Reprendre un réseau de franchise (1/5) : Histoire d’une passation de pouvoir en bonne intelligence avec le cédant

Déjà associés dans plusieurs aventures entrepreneuriales, Patrick Grange et Jacques Bedun ont repris en 2017 le réseau Envia Cuisines (de la conception à l’installation de cuisines).


Changements apportés au concept, gestion (originale) de la relation avec le cédant, développement du réseau depuis l’acquisition (de 7 à une trentaine de points de vente) : ils s’expliquent sur une transition qui s’est effectuée en douceur.

Comment s’est présenté le rachat de l’enseigne Envia Cuisines ?

Patrick Grange : Amis à l’origine, nous nous sommes lancés ensemble dès 2009 dans l’aventure entrepreneuriale. Nous avons créé en quelques années deux magasins dans la literie, Place de la Literie, en licence de marque, un point de vente en propre Cuisines Gusto, spécialisé dans la cuisine aménagée sur-mesure haut-de-gamme avec l’idée de développer le concept en enseigne, et enfin un dernier, en 2015, sous la marque Tousalon.

Nous avons alors rencontré Jean-Pierre Moreau, ancien développeur du réseau Place de la Literie. Il avait lancé le concept Envia Cuisines avec son épouse.

Jacques Bedun : Nous connaissions le système de franchise étant nous-même franchisés à travers nos activités autour du meuble. Nous étions convaincus de devoir être entourés en devenant franchiseurs et ainsi gagner du temps : s’enrichir de l’expérience acquise, éviter de reproduire des erreurs, bénéficier des partenariats commerciaux mis en place… 

Jean-Pierre Moreau possédait une expertise des métiers de cuisiniste et de franchiseur, et nous avions eu un vrai coup de cœur pour le concept Envia Cuisines. Son positionnement sur le marché, la cuisine de qualité à petit prix, répondait au plus grand nombre, tandis que notre concept, Cuisines Gusto, occupait le marché Premium.

Quels changements avez-vous apporté au concept ?

**CONSIGNE A:**
Dans l'extrait sur le rachat d'Envia Cuisines, condensez en liste le paragraphe qui commence par « Patrick Grange : Amis à l'origine », sans perdre ses faits principaux.
**CONSIGNE B:**
Reprenez l'extrait sur le rachat d'Envia Cuisines là où il s'arrête.

[Enregistrements de pointage]

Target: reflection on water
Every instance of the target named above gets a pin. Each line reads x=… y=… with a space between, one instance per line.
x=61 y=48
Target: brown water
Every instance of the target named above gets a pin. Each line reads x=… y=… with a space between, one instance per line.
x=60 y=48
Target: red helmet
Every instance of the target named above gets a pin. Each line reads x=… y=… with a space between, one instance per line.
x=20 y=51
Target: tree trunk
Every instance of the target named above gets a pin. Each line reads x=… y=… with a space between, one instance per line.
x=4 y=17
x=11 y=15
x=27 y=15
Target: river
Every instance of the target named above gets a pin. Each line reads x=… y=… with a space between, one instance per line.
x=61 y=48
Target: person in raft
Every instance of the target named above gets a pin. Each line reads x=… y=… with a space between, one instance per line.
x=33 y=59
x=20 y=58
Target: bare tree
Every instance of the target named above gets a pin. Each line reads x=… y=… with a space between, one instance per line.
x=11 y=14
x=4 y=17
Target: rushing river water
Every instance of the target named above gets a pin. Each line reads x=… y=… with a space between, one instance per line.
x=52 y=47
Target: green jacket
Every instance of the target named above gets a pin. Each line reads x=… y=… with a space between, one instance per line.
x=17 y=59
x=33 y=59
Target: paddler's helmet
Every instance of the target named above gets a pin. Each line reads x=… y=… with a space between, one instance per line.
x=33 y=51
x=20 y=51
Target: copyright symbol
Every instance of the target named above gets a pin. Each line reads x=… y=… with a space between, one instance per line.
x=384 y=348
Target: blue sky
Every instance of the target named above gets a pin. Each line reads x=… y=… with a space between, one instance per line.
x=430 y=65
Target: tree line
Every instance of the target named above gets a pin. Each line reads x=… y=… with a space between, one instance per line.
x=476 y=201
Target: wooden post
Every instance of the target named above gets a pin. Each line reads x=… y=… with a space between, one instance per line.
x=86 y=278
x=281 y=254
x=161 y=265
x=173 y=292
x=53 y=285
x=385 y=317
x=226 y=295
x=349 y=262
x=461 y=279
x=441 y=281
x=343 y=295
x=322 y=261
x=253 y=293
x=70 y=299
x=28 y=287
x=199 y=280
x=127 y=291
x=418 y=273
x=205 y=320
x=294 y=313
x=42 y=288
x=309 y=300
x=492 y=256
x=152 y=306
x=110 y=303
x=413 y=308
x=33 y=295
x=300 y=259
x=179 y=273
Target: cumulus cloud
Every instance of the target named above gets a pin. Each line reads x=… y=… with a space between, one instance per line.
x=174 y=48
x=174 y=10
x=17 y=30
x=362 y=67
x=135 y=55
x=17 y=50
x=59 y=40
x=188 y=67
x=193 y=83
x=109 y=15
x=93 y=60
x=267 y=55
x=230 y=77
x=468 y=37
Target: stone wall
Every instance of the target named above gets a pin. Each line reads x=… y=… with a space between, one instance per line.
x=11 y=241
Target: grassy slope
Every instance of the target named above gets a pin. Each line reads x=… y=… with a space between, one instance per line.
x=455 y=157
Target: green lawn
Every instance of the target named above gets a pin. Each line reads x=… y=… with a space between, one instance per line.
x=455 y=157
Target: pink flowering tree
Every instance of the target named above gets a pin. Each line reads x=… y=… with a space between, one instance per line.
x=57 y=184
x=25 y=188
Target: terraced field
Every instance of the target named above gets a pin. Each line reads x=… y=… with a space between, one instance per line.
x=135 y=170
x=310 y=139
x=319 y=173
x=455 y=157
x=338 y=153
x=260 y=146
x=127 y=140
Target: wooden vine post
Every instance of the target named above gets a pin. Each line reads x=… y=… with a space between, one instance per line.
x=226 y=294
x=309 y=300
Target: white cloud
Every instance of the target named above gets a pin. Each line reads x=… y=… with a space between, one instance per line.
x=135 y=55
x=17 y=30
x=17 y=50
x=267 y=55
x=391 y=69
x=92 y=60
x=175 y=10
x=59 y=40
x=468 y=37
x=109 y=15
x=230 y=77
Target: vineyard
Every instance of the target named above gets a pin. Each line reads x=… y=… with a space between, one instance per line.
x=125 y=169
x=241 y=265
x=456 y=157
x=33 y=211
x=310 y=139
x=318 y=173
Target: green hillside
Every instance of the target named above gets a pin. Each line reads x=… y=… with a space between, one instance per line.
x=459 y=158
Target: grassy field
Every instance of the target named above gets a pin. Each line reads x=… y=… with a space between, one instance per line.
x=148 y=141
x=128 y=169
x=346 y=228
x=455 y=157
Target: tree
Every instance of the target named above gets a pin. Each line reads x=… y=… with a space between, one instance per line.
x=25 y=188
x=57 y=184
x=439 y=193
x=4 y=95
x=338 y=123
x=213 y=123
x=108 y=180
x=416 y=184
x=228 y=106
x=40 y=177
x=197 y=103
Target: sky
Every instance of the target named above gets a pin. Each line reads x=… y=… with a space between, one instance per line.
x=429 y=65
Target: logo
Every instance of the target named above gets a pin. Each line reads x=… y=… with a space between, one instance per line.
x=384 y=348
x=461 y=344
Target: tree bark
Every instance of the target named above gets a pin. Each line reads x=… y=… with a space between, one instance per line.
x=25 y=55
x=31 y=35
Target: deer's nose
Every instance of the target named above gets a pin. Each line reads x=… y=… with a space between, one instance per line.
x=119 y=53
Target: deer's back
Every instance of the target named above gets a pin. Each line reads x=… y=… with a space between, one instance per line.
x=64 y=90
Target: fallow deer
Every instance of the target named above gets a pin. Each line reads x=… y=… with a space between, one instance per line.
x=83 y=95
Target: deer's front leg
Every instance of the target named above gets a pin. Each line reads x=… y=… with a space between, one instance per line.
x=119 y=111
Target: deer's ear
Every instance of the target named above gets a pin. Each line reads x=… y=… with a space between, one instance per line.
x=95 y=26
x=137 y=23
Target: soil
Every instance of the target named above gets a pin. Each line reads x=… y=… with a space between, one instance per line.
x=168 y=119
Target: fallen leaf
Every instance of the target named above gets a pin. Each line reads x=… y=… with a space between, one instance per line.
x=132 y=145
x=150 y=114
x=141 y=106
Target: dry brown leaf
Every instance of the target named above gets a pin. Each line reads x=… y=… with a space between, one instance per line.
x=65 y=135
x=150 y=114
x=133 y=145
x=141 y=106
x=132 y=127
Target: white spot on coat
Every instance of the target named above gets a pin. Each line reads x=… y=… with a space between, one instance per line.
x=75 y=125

**PRODUCTION ATTENDUE A:**
- Amis au départ, Patrick Grange et Jacques Bedun se lancent ensemble dans l'entrepreneuriat dès 2009.
- En quelques années, ils créent deux magasins de literie Place de la Literie, en licence de marque.
- Ils ouvrent un point de vente en propre, Cuisines Gusto, spécialisé dans la cuisine aménagée sur mesure haut de gamme, avec l'idée d'en faire une enseigne.
- En 2015, ils créent un dernier magasin sous la marque Tousalon.

**PRODUCTION ATTENDUE B:**
Jacques Bedun : l’ADN initiale du concept a été conservée, nous avons amélioré des éléments de langage et surtout construit des process pour développer rapidement et conquérir le territoire. Nous avons ainsi créé notre propre école de vente, un organisme certifié Qualiopi, pour accompagner les adhérents à notre licence de marque. La tête de réseau est aussi passée d’aucun salarié à 12 collaborateurs.

Patrick Grange : Tous les process – rétroplanning d’ouverture, lancement du magasin, etc. – ont été définis et écrits de manière très précise. Nous voulions que les membres du réseau restent avec nous par choix, et non par obligation contractuelle.

Quelles ont été vos relations avec le cédant, après la transmission de son réseau en 2017 ?

Patrick Grange : Du fait de notre rapport amical avec Jean-Pierre (Moreau), nous souhaitions un accompagnement de sa part. Il est d’abord resté durant un an à nos côtés, tout en demeurant aux manettes du réseau.

Cela nous a permis d’observer, en toute transparence, comment il fonctionnait, quelle relation il établissait avec les adhérents, à la fois pour s’imprégner de sa manière d’agir, pour le questionner sur de potentielles améliorations et pour se préparer à l’étape suivante, la direction effective du réseau.

Jacques Bedun : La première année, nous nous sommes comportés comme si c’était toujours lui le patron, dans une position d’observateur et d’élève, sans nous imposer. Cela exige de partager des valeurs communes avec le vendeur du réseau, et beaucoup d’humilité de part et d’autre. Cette situation en retrait nous a permis de créer une relation de confiance avec les adhérents et d’améliorer le concept sans opérer une totale révolution.

La deuxième année, c’était l’inverse : nous, aux manettes, et lui en observation et conseil. Ce choix nous a permis de monter en compétences en étant accompagné par un coach, d’éviter des erreurs élémentaires, et en parallèle, de développer des outils performants.

Et aujourd’hui ?

Jacques Bedun : Jean-Pierre (Moreau) participe à la vie du réseau, il est notamment membre de la commission Communication. Il reste présent, en observateur. C’est pour le réseau une caution morale. 

Il avait une relation très affective avec la marque Envia Cuisines, et avait reçu d’autres propositions pour le rachat de son réseau. Mais il voulait avant tout préserver la convivialité au sein de l’enseigne, que ce ne soit pas juste une relation contractuelle avec les adhérents, mais une histoire de famille. Son épouse, quant à elle, est toujours gérante du magasin Envia Cuisines d’Orléans. 

De quels experts vous êtes-vous entourés pour cette transaction, et que vous ont-ils apporté ? 

Patrick Grange : Juristes et comptables, mais sans faire appel à un cabinet d’experts spécialisé en franchise.

Il nous a fallu transcrire de manière juridique nos envies et les décisions prises, pour éviter tout imbroglio dans le futur. Nous avons donc abordé tous les sujets avec Jean-Pierre (Moreau), en imaginant tous les scénarii possibles, et en étant précis sur les conditions de son accompagnement durant deux ans.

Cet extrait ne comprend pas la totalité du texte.